** RECORDS FOR PROCESSING **

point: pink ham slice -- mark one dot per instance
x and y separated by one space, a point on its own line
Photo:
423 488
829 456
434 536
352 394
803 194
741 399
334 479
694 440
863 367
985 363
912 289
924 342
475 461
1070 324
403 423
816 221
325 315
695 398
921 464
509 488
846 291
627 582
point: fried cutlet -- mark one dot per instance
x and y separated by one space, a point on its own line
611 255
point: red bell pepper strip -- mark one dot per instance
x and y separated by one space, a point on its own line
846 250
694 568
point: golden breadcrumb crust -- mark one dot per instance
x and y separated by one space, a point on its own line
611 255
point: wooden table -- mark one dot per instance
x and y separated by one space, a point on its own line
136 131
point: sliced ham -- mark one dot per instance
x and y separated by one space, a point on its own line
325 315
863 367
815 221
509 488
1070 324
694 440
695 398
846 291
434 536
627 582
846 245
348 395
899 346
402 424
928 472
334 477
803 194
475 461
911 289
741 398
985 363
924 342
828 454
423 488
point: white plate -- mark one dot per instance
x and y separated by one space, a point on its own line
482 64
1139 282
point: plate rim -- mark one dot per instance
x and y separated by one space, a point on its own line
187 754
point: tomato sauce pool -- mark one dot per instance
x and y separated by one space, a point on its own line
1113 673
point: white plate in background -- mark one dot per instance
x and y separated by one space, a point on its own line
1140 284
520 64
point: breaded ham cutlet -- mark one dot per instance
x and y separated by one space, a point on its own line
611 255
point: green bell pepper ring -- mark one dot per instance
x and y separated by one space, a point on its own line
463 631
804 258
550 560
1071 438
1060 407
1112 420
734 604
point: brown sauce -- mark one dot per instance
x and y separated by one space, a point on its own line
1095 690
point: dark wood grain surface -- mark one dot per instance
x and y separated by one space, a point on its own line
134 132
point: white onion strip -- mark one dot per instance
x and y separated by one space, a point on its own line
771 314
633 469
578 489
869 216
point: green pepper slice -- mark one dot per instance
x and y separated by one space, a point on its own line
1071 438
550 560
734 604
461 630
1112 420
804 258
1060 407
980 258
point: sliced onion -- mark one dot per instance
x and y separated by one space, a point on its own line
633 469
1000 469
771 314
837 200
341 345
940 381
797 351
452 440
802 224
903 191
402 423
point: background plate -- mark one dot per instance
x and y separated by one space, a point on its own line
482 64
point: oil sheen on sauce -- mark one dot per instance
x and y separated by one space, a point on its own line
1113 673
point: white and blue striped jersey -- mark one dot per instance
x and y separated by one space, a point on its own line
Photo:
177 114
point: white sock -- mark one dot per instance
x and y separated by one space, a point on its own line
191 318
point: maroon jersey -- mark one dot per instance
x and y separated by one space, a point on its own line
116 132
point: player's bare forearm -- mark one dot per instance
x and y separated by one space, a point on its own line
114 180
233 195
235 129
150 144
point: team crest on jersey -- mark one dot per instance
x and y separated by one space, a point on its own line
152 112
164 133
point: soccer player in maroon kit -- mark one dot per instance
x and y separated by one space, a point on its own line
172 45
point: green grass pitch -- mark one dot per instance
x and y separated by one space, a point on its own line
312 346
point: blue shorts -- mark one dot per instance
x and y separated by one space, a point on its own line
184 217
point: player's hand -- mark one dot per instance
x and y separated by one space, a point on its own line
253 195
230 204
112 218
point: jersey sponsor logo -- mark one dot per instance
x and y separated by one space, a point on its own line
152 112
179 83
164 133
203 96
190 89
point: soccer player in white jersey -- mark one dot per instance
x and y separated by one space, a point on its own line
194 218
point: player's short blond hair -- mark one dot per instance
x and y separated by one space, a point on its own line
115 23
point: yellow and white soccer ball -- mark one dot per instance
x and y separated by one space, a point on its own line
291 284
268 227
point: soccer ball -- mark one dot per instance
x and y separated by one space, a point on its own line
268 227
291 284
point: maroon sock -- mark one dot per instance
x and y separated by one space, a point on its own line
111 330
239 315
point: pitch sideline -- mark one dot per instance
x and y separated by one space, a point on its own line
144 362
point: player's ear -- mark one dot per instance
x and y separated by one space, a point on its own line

** ABOUT THIS TASK **
Where a line above includes "bell", copy that line.

** RESPONSE BOX **
point: red bell pepper strip -- mark one dot per instance
point: green bell pepper ring -- mark one dot per instance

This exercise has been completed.